Nothing but the lines from the one with "Target: eagle's left wing" down to the one with "Note: identify the clear" should be returned, exactly and with both ends included, from the material below.

- **Exercise data**:
==============================

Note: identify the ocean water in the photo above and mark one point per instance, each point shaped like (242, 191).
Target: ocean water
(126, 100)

==============================

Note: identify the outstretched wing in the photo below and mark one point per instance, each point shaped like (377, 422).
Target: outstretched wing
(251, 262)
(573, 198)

==============================

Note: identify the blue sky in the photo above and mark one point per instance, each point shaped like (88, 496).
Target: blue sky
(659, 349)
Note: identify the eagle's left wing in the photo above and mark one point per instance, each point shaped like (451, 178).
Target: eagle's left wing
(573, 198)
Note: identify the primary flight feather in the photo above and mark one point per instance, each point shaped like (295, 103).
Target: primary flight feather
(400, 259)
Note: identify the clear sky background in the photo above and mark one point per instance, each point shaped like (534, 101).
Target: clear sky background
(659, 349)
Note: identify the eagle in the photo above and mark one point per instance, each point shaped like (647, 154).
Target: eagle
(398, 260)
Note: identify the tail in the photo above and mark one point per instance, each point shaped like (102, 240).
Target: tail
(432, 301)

==============================

- **Output for this exercise**:
Target: eagle's left wing
(573, 198)
Note: identify the primary flight feather in the photo above and mark one point per instance, each point shaped like (295, 103).
Target: primary flight feather
(400, 259)
Note: identify the clear sky background in the photo above and mark one point per instance, each point shaped like (534, 101).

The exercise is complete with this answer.